## PROBLEM TO WORK ON
Which lines in the items below contain the word "white"? Pull out each of those lines in full.

■ ■ ■

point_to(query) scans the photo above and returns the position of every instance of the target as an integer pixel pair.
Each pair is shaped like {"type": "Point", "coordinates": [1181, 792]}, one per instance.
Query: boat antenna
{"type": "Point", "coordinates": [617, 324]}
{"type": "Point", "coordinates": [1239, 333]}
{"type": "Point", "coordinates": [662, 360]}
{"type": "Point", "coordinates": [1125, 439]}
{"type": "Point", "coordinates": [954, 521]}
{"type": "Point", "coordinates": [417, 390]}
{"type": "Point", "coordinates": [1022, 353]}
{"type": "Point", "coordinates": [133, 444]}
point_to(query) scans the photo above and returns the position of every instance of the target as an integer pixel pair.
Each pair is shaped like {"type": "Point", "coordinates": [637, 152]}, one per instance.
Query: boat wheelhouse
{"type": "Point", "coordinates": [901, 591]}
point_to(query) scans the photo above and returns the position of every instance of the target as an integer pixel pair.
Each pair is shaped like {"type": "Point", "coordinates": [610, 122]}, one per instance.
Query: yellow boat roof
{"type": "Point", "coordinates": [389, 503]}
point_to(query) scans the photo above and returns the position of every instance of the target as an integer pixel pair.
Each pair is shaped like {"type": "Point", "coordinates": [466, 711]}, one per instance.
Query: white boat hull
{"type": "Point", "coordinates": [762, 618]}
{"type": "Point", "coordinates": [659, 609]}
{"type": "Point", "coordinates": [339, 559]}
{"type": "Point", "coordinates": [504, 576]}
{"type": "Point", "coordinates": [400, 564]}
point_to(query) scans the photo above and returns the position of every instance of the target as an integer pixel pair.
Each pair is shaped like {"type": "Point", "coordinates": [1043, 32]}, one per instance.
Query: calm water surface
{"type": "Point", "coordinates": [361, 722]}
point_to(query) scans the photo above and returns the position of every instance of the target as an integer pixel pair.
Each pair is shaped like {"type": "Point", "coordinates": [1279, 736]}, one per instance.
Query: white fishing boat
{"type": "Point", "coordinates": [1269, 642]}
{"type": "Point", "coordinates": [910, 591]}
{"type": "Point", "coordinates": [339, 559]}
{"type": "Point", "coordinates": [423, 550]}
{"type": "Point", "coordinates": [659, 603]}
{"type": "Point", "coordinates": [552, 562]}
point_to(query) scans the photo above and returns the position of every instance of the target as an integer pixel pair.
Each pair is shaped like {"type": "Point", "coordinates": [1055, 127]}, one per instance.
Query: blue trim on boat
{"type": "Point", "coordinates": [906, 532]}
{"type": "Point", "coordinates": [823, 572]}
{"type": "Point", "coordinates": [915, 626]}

■ ■ ■

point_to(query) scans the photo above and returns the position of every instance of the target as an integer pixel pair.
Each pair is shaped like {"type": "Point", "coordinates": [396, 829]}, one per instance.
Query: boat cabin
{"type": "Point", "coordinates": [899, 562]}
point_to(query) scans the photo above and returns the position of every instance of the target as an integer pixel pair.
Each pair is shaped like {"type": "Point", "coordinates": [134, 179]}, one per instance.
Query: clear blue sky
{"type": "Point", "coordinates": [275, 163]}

■ ■ ■

## EXERCISE RESULT
Query: white boat hull
Query: white fishing boat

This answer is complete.